• **SET PROBLEM**
Count the lines below that contain the string "stainless", treating uppercase and lowercase as different, and give only the number.

* BEGIN DATA TO USE *

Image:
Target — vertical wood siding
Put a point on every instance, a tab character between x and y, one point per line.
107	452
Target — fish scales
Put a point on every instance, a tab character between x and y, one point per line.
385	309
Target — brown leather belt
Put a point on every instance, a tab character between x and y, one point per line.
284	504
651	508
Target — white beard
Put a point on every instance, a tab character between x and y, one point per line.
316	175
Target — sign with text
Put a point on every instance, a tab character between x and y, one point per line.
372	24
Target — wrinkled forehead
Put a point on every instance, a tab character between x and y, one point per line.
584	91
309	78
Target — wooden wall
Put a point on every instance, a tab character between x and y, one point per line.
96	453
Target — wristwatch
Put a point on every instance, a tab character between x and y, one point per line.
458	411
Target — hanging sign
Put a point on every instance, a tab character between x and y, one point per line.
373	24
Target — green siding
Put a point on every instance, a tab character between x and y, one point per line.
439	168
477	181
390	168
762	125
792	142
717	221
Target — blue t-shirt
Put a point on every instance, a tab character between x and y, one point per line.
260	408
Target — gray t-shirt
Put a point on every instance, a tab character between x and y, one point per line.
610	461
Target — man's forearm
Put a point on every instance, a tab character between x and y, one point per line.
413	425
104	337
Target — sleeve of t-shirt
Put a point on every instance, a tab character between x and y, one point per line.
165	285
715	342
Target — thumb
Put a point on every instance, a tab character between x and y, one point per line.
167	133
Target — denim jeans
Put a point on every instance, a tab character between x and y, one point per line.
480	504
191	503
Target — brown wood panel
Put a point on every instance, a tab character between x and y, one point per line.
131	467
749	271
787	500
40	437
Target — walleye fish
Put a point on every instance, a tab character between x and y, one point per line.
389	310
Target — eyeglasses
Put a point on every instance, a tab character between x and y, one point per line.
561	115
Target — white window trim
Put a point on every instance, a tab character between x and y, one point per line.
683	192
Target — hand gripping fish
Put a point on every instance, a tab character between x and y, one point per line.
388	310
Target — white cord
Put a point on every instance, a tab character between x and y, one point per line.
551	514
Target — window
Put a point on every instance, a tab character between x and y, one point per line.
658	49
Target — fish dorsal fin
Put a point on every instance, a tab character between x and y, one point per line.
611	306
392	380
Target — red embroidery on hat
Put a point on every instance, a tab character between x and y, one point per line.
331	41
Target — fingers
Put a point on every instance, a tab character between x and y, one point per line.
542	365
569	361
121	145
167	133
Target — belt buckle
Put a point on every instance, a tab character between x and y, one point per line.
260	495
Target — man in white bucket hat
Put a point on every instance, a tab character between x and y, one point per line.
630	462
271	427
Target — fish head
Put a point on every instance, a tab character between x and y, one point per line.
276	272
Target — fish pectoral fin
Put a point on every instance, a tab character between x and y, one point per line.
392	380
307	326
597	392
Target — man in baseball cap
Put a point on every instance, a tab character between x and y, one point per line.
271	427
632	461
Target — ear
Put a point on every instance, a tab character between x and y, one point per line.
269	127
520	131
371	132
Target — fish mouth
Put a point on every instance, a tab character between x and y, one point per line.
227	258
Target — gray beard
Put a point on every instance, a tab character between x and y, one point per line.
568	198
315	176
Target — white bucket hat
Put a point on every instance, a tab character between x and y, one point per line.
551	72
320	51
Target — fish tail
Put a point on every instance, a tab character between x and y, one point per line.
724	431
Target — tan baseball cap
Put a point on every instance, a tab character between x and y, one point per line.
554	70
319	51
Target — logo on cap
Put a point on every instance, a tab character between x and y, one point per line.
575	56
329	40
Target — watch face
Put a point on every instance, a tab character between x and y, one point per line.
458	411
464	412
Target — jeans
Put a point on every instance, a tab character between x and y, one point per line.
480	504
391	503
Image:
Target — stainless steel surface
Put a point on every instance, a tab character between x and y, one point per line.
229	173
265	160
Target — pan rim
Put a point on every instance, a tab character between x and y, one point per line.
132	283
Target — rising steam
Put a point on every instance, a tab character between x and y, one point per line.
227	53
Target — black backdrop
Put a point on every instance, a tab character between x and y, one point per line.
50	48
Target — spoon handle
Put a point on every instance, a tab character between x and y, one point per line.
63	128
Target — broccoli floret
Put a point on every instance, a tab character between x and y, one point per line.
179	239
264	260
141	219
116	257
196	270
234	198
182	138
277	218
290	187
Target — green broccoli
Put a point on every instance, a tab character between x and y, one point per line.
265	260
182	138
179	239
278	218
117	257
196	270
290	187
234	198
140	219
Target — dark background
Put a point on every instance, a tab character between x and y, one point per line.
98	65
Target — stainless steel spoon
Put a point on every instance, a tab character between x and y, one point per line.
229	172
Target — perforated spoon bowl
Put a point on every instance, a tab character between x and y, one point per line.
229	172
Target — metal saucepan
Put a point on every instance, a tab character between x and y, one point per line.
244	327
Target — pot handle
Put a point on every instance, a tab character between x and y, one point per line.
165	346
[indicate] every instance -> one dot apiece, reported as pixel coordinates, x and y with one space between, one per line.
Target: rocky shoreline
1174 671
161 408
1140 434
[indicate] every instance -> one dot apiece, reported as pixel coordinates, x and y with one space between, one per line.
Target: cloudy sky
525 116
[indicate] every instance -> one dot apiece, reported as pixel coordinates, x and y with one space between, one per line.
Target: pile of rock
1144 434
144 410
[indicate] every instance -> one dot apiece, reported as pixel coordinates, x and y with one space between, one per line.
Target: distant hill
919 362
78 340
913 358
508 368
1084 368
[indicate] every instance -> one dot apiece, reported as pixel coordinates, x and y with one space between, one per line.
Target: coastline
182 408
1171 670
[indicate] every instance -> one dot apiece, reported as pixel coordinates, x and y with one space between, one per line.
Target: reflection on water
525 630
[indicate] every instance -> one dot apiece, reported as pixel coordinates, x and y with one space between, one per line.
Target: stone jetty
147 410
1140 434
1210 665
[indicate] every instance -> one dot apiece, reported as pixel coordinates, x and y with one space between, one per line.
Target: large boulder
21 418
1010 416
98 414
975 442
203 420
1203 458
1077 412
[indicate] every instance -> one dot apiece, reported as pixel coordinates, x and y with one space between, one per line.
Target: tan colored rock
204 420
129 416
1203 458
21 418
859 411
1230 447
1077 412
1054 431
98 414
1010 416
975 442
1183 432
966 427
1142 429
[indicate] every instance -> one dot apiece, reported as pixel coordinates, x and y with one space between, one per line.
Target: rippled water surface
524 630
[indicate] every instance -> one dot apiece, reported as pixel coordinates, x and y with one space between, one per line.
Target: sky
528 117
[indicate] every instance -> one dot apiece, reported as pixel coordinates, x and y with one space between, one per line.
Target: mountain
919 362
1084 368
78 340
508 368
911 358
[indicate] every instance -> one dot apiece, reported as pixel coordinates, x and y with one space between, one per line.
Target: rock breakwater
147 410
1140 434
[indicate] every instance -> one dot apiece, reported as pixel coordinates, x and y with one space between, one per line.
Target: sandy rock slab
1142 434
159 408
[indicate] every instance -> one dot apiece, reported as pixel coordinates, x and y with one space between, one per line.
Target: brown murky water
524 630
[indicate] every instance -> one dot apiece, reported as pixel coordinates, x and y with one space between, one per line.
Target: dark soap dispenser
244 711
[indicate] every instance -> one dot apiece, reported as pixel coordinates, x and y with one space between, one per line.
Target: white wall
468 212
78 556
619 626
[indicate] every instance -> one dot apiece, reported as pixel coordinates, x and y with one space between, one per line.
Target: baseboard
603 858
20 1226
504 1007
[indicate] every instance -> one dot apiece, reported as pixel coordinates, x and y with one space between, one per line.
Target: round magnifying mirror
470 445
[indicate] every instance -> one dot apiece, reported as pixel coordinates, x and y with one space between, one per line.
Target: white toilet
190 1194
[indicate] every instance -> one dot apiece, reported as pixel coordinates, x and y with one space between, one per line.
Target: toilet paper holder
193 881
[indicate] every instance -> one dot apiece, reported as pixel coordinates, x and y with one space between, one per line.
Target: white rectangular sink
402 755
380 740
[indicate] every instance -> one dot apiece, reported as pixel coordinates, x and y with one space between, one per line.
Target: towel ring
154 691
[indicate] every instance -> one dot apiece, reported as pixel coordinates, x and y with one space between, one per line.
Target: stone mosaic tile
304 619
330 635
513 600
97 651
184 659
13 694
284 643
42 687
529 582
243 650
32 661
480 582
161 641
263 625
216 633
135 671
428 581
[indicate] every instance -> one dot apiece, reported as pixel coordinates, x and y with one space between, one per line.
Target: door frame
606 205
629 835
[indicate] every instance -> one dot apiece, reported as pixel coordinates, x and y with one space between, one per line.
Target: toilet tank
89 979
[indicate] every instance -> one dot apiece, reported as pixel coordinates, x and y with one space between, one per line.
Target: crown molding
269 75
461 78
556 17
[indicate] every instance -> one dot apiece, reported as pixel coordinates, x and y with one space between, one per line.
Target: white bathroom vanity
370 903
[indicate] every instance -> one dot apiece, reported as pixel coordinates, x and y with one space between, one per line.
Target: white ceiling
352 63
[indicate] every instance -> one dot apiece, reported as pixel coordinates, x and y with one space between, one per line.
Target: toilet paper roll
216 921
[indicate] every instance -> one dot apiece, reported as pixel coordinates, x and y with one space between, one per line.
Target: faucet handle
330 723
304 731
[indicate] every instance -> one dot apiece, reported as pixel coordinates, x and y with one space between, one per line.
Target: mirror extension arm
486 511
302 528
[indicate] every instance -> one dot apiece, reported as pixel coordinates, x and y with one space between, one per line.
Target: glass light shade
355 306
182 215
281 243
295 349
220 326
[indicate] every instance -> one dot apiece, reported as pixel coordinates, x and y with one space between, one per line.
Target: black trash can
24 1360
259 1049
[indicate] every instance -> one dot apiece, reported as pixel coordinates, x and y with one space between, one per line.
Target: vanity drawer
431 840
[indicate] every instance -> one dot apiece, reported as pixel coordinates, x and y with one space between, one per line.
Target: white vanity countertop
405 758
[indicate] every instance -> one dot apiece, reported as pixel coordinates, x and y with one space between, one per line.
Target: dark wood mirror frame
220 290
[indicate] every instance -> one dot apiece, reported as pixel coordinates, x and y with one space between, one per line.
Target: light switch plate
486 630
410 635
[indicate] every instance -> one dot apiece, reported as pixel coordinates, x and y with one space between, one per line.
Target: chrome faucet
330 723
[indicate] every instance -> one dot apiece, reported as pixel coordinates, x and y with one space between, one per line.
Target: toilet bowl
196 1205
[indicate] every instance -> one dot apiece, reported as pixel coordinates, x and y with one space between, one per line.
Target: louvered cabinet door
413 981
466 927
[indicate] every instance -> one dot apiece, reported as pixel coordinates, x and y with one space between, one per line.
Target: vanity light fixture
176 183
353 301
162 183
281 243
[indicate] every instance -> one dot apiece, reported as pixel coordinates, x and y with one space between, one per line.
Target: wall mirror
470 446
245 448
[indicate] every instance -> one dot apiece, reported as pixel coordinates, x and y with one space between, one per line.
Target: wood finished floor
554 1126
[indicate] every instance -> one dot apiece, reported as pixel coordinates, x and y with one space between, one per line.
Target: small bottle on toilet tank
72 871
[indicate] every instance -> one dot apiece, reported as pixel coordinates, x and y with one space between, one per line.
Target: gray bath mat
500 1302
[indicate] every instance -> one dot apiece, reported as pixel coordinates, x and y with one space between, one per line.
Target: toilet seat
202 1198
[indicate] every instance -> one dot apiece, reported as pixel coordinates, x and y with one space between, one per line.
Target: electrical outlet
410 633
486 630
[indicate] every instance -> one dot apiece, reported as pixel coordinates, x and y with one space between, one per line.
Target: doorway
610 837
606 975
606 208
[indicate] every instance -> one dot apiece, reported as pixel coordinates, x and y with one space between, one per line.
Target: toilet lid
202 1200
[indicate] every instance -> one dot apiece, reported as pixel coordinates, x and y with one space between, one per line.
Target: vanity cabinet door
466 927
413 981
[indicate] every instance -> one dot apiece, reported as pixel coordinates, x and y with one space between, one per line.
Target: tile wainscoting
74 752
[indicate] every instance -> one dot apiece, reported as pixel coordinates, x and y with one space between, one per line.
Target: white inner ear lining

* END DATA TO USE *

• **COMPLETE OUTPUT**
2